* [Your instructions] Repeat the lines beginning at the one with "Exercise. Mark the person" and running to the end of the material, keeping the first and last of them, exactly as they appear.

* [Task data]
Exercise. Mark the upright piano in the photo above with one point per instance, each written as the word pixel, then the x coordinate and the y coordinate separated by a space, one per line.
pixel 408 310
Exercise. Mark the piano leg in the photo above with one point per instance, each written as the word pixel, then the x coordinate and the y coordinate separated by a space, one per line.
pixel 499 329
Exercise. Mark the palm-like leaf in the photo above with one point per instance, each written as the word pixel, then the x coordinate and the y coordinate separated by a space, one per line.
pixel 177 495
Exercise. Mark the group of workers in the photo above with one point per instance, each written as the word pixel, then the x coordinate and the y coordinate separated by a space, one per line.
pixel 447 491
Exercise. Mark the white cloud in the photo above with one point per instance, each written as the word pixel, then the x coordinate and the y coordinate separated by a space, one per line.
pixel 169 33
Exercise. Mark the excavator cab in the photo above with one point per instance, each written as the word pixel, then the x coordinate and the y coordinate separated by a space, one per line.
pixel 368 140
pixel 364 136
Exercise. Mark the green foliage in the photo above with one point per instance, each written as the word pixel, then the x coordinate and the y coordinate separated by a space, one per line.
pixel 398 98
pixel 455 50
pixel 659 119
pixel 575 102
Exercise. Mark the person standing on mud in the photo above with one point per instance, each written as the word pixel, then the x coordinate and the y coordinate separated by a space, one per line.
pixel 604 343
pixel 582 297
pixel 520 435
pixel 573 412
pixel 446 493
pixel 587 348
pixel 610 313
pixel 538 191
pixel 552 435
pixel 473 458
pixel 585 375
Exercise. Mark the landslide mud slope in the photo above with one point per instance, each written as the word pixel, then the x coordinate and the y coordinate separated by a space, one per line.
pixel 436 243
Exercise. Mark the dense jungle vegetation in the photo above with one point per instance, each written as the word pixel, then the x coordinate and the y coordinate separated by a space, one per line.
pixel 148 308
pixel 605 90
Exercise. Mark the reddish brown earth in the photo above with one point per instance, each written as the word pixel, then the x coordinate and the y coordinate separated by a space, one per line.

* [Response box]
Exercise. Mark the person standing on mud in the photo above with one point per instance, each written as the word pixel, then the x coordinate and the y coordinate separated by a space, one per line.
pixel 604 343
pixel 582 297
pixel 520 435
pixel 573 412
pixel 446 493
pixel 587 348
pixel 610 313
pixel 538 191
pixel 552 435
pixel 473 458
pixel 585 375
Exercise. Mark the landslide mud slope in the photo above with one point per instance, each written as the word pixel, then the x coordinate and the y coordinate separated by a space, one per line.
pixel 436 243
Exercise. Mark the dense jungle vegetation in the photo above with one point per instance, each written as the word pixel, then the x coordinate and the y coordinate separated by a space, one per line.
pixel 148 308
pixel 605 90
Exercise. Mark the reddish brown earth in the photo above with one point per instance, each written as the word pixel, then the x coordinate and the y coordinate separated by a space, one per line.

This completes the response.